Position identification records
──────

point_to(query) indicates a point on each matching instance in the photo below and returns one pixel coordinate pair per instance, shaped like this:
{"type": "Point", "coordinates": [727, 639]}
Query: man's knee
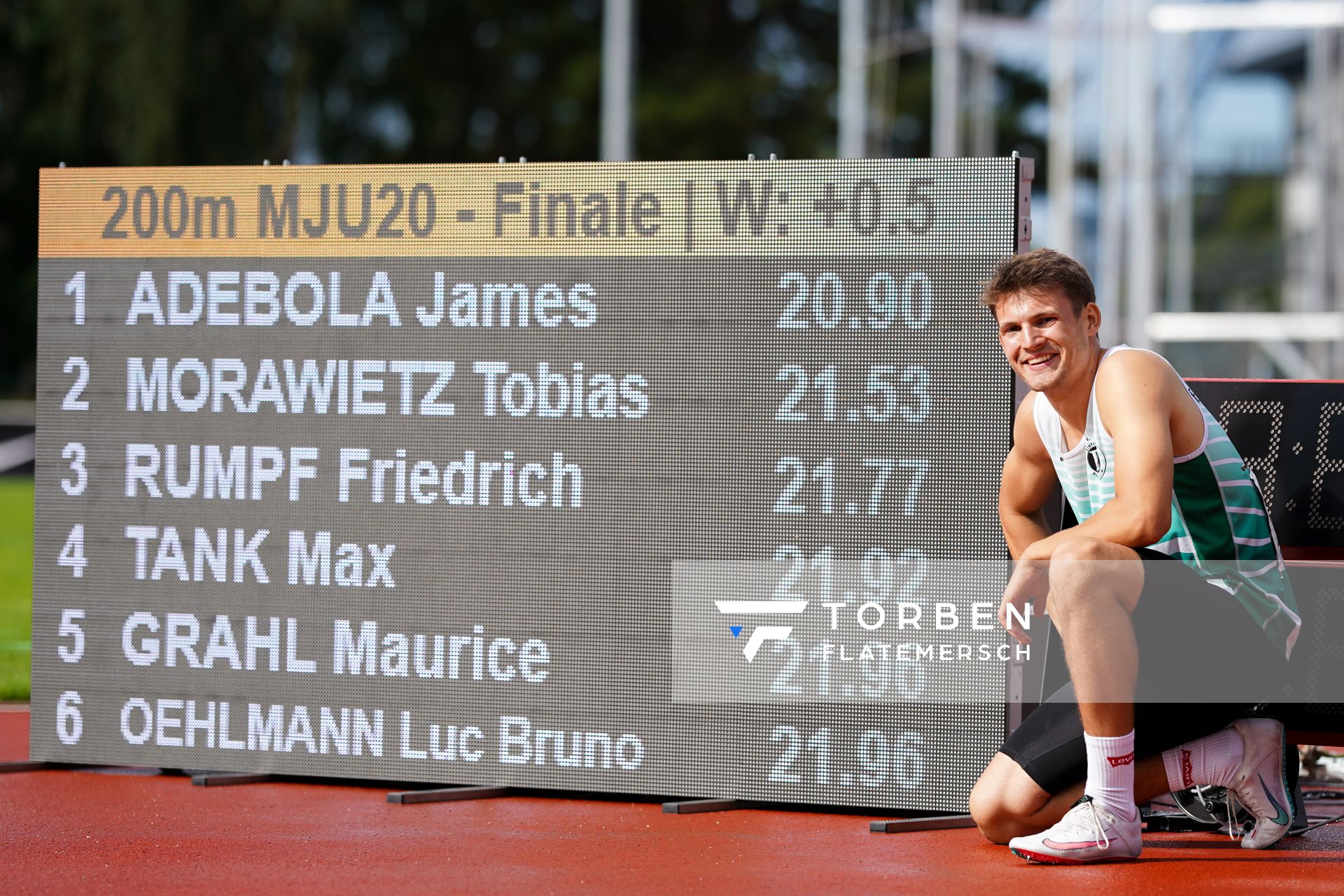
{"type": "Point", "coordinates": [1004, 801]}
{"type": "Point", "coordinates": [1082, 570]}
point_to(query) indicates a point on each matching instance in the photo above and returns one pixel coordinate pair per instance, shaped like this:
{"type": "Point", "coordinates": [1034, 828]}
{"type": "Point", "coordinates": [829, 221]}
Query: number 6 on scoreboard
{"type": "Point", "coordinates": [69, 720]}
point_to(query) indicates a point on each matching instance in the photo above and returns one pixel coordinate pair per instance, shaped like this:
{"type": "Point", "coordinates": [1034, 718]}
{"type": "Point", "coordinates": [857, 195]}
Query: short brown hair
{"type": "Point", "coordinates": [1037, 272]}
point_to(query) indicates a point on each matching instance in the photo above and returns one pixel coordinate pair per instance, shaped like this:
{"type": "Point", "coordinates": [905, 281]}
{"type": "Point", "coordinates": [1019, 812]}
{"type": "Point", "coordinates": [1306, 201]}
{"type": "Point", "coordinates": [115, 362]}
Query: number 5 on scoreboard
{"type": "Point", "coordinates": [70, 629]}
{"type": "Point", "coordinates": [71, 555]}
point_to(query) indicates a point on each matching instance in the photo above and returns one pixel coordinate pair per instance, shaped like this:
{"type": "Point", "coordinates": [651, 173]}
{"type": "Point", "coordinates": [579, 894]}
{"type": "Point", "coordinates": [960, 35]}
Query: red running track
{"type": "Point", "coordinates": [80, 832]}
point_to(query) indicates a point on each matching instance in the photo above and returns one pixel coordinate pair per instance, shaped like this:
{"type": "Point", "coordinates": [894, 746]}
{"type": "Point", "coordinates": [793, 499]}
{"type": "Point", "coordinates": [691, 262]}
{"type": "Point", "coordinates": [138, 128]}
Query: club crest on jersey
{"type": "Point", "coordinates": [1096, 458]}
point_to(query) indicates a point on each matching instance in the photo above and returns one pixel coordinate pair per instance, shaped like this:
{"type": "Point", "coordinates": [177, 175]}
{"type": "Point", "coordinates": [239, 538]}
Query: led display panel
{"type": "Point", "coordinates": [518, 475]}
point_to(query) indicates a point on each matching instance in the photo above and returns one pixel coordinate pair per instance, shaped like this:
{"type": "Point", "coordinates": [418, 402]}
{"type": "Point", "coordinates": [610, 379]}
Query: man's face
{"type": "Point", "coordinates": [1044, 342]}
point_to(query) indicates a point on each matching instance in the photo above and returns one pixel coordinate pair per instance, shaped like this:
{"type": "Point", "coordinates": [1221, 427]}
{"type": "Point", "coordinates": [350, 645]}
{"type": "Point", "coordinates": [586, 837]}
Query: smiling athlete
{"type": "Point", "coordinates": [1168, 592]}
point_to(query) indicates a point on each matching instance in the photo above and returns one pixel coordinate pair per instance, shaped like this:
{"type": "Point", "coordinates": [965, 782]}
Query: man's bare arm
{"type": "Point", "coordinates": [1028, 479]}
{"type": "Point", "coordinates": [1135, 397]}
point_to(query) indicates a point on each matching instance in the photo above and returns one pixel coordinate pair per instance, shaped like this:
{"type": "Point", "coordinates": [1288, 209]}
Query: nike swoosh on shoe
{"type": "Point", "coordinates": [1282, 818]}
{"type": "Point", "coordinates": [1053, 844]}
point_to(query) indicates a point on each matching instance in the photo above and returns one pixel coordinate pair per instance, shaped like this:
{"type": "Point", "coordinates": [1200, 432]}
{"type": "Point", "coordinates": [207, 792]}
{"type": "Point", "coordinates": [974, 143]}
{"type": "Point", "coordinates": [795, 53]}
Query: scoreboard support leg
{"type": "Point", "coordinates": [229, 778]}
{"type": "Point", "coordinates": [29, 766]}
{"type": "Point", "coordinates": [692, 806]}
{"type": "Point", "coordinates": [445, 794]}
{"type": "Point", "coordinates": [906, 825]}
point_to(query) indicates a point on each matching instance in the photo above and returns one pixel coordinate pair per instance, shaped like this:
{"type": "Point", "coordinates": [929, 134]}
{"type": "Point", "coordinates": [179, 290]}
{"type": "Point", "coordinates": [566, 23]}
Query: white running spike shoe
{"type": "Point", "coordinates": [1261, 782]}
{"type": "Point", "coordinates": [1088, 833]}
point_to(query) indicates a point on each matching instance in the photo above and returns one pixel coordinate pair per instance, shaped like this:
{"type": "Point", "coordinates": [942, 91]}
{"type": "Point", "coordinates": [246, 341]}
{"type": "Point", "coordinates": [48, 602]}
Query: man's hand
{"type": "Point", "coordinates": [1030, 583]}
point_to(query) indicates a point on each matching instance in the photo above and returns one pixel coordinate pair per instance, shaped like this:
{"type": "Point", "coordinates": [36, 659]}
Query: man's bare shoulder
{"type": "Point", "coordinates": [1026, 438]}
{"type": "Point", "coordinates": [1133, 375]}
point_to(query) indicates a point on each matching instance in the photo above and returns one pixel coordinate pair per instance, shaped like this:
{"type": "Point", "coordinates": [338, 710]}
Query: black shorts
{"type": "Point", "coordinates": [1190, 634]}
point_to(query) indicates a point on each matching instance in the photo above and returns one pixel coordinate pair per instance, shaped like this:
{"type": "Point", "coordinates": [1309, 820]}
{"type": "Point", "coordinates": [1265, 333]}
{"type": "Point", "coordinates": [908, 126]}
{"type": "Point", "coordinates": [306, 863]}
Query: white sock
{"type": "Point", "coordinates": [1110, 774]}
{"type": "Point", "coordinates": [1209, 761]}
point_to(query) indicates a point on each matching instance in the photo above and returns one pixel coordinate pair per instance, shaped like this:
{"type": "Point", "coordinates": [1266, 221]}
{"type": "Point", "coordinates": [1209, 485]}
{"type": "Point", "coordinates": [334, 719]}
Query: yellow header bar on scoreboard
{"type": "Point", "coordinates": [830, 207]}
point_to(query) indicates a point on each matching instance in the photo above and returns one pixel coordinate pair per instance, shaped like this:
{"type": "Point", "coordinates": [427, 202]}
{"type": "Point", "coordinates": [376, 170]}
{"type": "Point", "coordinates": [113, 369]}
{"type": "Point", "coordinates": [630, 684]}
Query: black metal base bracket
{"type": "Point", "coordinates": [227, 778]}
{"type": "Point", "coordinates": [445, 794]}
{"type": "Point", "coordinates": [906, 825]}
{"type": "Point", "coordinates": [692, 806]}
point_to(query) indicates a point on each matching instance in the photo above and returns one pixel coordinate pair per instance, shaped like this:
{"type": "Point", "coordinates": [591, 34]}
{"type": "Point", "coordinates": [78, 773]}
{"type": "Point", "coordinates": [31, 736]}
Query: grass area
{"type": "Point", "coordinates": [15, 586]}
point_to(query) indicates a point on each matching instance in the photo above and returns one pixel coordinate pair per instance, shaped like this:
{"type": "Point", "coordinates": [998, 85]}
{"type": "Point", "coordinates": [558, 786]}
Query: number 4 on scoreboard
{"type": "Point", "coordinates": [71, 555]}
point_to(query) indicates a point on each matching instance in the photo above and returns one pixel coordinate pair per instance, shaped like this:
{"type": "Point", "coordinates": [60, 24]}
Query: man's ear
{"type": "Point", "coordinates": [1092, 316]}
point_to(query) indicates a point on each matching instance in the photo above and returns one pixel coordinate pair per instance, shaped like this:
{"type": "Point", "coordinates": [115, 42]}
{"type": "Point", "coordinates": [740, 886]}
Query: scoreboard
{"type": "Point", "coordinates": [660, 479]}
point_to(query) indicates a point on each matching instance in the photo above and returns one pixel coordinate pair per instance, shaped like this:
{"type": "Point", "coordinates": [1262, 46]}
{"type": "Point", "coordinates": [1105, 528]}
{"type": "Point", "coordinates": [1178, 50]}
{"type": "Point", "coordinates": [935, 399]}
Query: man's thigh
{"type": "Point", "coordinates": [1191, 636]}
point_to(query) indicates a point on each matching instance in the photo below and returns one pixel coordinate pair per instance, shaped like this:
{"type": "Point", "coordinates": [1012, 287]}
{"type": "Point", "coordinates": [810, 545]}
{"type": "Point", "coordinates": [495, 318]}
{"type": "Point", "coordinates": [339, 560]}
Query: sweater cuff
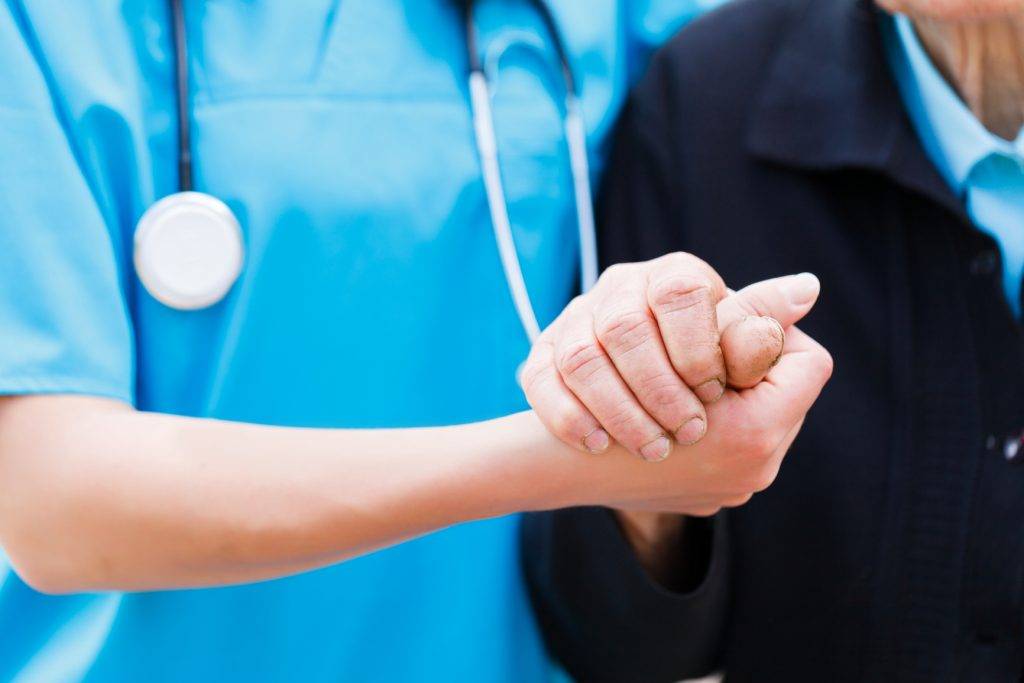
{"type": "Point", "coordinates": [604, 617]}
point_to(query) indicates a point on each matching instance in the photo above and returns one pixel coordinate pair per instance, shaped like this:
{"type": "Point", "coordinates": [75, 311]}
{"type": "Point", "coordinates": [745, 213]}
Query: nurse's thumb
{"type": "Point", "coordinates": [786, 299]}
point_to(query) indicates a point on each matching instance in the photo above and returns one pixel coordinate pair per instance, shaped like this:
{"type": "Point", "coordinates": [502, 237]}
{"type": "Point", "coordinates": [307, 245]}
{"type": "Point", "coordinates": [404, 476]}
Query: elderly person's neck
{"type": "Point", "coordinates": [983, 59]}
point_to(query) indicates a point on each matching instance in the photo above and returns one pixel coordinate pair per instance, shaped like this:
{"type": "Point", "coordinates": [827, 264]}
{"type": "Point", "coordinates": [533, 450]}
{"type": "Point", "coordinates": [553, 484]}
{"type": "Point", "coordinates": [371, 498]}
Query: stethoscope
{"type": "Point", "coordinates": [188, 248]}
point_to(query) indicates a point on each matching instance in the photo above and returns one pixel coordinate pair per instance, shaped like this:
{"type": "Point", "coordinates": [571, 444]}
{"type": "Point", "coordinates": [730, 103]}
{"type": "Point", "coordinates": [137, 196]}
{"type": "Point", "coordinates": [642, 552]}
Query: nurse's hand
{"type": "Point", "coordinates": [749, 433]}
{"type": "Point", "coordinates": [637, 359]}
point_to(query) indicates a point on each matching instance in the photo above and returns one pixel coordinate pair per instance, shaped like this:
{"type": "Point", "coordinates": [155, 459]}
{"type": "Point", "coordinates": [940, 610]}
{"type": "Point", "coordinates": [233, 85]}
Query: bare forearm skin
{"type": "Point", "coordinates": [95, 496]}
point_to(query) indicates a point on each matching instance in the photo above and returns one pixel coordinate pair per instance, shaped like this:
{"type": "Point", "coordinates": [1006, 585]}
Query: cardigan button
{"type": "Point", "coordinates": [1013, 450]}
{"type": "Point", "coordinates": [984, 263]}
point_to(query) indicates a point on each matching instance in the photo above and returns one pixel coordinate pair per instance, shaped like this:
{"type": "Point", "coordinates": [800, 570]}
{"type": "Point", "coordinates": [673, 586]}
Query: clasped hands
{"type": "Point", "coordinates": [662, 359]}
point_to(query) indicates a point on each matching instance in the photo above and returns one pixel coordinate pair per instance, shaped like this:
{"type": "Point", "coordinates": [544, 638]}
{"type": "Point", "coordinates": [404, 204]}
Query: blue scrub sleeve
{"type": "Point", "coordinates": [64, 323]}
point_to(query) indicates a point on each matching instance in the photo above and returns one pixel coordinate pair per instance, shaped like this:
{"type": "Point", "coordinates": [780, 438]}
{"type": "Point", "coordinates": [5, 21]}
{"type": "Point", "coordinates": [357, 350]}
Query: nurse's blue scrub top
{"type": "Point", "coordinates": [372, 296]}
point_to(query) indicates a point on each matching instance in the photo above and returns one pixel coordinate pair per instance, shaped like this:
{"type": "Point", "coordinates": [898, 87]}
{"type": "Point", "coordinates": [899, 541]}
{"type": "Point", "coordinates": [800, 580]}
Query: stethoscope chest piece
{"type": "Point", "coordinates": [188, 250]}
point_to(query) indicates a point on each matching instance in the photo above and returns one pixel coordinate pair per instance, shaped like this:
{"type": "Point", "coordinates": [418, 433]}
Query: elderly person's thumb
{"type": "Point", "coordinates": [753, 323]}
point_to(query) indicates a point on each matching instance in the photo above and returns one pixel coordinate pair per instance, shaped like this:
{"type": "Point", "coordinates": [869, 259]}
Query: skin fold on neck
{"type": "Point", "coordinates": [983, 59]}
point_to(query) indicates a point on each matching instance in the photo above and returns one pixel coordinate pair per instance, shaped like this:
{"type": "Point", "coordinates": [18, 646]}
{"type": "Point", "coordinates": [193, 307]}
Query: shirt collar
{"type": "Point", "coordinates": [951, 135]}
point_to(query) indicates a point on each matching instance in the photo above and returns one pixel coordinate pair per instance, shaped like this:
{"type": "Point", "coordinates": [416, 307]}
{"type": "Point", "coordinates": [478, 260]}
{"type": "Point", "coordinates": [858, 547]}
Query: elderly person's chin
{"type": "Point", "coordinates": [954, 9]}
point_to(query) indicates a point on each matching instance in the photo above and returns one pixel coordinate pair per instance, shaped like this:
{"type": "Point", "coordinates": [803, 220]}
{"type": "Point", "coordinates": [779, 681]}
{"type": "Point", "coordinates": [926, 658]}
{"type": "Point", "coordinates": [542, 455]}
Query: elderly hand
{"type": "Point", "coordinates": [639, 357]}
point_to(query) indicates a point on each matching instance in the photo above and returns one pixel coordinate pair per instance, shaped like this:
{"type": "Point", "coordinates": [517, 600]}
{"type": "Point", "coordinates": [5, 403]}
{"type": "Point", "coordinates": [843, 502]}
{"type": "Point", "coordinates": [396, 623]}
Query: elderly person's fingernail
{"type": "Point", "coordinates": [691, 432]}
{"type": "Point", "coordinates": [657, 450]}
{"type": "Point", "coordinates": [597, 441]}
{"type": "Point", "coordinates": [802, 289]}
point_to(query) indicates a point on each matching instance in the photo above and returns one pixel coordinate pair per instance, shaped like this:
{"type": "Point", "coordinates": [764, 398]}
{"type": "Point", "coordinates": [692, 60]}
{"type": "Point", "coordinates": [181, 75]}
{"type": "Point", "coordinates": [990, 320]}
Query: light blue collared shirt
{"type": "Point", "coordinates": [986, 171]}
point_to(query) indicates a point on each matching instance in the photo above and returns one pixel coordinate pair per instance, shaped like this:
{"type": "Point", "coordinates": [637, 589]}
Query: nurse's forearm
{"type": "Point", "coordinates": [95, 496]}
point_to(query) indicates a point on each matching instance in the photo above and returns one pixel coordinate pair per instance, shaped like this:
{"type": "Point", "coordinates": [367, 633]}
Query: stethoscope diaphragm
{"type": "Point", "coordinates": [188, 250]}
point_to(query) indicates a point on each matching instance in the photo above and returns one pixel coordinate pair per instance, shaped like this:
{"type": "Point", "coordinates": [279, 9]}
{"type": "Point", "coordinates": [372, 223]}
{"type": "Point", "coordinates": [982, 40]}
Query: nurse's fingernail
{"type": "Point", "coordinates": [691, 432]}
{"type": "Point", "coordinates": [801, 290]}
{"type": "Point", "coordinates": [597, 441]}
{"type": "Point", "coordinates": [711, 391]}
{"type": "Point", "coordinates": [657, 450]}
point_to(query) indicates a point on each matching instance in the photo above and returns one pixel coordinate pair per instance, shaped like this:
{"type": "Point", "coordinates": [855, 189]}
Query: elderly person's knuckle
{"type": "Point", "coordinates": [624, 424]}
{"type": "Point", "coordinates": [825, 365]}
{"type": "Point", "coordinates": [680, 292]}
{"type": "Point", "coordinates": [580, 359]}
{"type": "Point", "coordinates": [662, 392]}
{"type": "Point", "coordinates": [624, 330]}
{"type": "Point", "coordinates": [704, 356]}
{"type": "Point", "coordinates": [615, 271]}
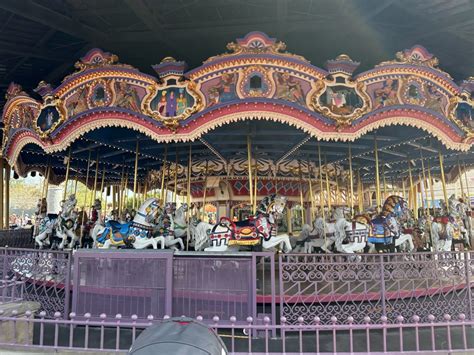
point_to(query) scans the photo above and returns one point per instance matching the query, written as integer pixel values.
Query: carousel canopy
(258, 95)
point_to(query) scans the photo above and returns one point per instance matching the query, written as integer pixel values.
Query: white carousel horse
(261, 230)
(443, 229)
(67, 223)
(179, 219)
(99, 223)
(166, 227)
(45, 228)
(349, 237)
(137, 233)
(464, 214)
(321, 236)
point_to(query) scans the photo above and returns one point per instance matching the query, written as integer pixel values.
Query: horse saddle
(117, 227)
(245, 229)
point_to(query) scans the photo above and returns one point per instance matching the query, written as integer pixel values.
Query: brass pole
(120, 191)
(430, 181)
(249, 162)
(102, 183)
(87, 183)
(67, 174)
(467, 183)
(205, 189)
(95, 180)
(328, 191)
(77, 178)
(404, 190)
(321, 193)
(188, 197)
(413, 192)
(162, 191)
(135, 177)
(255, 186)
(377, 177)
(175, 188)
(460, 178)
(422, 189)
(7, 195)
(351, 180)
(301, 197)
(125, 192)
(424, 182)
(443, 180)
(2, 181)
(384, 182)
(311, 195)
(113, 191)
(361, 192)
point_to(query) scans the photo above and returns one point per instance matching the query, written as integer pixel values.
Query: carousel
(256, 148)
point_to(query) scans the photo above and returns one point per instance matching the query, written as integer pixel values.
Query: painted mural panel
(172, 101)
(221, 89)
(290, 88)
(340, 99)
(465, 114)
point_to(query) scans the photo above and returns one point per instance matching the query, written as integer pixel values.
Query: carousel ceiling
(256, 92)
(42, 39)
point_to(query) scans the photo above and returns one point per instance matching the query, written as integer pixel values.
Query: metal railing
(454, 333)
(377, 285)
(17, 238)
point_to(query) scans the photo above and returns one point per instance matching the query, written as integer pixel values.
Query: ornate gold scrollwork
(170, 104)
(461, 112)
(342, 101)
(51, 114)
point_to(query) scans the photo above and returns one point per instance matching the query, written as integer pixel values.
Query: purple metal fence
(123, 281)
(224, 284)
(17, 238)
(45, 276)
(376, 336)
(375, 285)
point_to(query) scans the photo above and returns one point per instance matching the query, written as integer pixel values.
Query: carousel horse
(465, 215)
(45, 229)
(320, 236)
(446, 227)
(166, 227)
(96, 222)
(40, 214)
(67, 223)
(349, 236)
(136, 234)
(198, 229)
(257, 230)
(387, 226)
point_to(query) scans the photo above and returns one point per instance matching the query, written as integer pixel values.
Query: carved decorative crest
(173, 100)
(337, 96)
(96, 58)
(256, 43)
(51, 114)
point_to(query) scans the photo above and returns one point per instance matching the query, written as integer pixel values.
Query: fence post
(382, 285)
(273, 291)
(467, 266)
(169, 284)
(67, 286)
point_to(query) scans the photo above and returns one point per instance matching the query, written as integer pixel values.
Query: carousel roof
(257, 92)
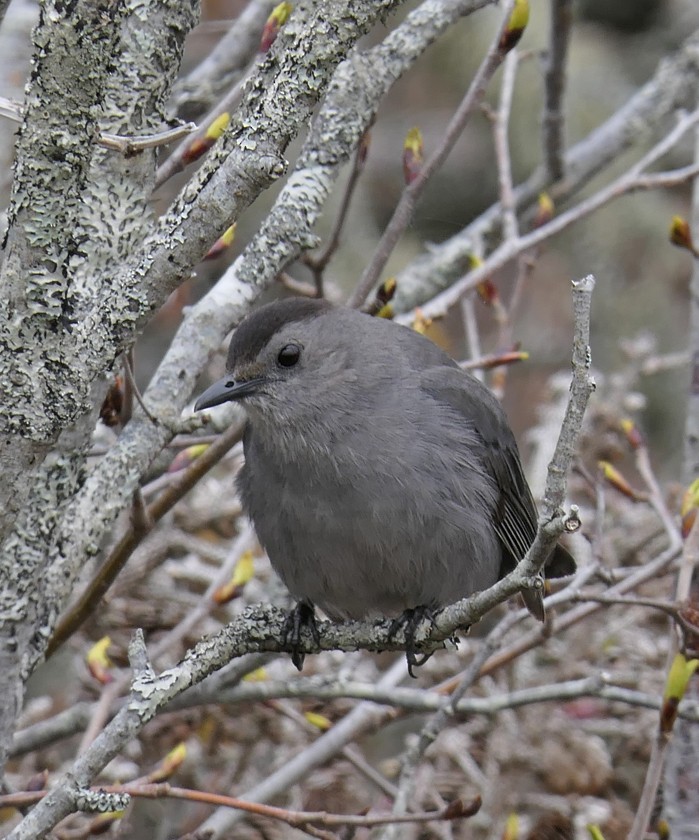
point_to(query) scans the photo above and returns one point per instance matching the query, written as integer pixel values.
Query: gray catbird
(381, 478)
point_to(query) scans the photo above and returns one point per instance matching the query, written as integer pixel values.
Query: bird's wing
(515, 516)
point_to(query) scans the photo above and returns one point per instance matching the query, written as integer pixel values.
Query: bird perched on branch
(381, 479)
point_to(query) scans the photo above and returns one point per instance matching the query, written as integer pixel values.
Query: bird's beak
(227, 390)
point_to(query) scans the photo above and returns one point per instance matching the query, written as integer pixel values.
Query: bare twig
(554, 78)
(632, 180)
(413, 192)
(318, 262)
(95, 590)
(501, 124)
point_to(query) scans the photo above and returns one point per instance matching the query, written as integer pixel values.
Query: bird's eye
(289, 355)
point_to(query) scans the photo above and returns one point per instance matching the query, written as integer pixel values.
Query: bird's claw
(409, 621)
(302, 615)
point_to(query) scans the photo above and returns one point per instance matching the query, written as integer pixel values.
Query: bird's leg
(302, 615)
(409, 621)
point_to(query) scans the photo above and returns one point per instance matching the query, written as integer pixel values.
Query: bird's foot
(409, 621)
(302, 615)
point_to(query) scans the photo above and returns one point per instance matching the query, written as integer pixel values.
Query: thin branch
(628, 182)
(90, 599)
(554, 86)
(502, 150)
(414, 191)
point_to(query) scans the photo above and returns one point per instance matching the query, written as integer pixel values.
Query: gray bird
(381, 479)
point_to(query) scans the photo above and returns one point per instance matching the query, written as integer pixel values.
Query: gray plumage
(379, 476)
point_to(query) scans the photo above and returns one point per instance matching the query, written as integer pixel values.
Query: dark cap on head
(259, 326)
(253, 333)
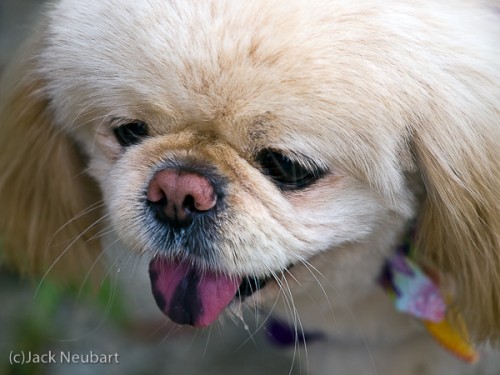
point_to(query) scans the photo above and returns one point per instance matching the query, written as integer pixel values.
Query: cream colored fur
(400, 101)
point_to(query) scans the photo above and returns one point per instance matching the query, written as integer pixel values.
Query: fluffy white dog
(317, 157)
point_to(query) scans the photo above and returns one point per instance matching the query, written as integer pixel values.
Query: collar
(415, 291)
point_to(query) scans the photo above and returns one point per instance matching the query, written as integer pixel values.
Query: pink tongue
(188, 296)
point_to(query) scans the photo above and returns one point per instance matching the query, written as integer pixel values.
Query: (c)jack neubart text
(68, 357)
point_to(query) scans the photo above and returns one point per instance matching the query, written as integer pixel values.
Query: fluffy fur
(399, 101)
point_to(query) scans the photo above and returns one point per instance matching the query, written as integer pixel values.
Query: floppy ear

──────

**TASK**
From the records, collect every line that contains the string "number" and copy each one out in full. Treat uppercase and lowercase as different.

**REPLY TO THE EXERCISE**
Query: number 6 on scoreboard
Query: number 5 on scoreboard
Query: number 4 on scoreboard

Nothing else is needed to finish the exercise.